-- Start of Data lines --

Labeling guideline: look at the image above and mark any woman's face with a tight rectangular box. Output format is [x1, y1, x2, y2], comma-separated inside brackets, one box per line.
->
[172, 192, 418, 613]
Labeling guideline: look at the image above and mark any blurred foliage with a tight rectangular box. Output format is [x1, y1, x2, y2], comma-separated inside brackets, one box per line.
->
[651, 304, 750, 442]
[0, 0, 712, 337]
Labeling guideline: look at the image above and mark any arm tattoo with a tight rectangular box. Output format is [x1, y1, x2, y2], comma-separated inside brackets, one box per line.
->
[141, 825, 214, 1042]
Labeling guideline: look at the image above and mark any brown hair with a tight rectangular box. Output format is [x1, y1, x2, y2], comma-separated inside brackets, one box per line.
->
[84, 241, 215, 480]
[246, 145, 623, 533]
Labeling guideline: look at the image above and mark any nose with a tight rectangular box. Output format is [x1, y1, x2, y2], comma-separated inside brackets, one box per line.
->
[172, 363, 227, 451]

-- End of Data lines --

== Set problem ==
Express the lines above as a Markdown table with columns Row and Line, starting at the line that contains "Labeling guideline: look at the image above and mark any blurred" and ending at the line that contains "[141, 825, 214, 1042]". Number the rows from 1 and skip blank lines.

== Result of this exercise ==
| Row | Line |
|---|---|
| 1 | Labeling guideline: look at the image above and mark any blurred foliage with a tight rectangular box. Output format is [x1, y1, x2, y2], comma-separated inside brackets, one box per line. |
| 2 | -> |
| 3 | [651, 304, 750, 442] |
| 4 | [0, 0, 712, 337] |
| 5 | Labeling guideline: look at the image above and mark any arm tattoo with a tight rectangular box. Output format is [x1, y1, x2, y2], comma-separated inside brackets, one box per line. |
| 6 | -> |
| 7 | [141, 825, 214, 1042] |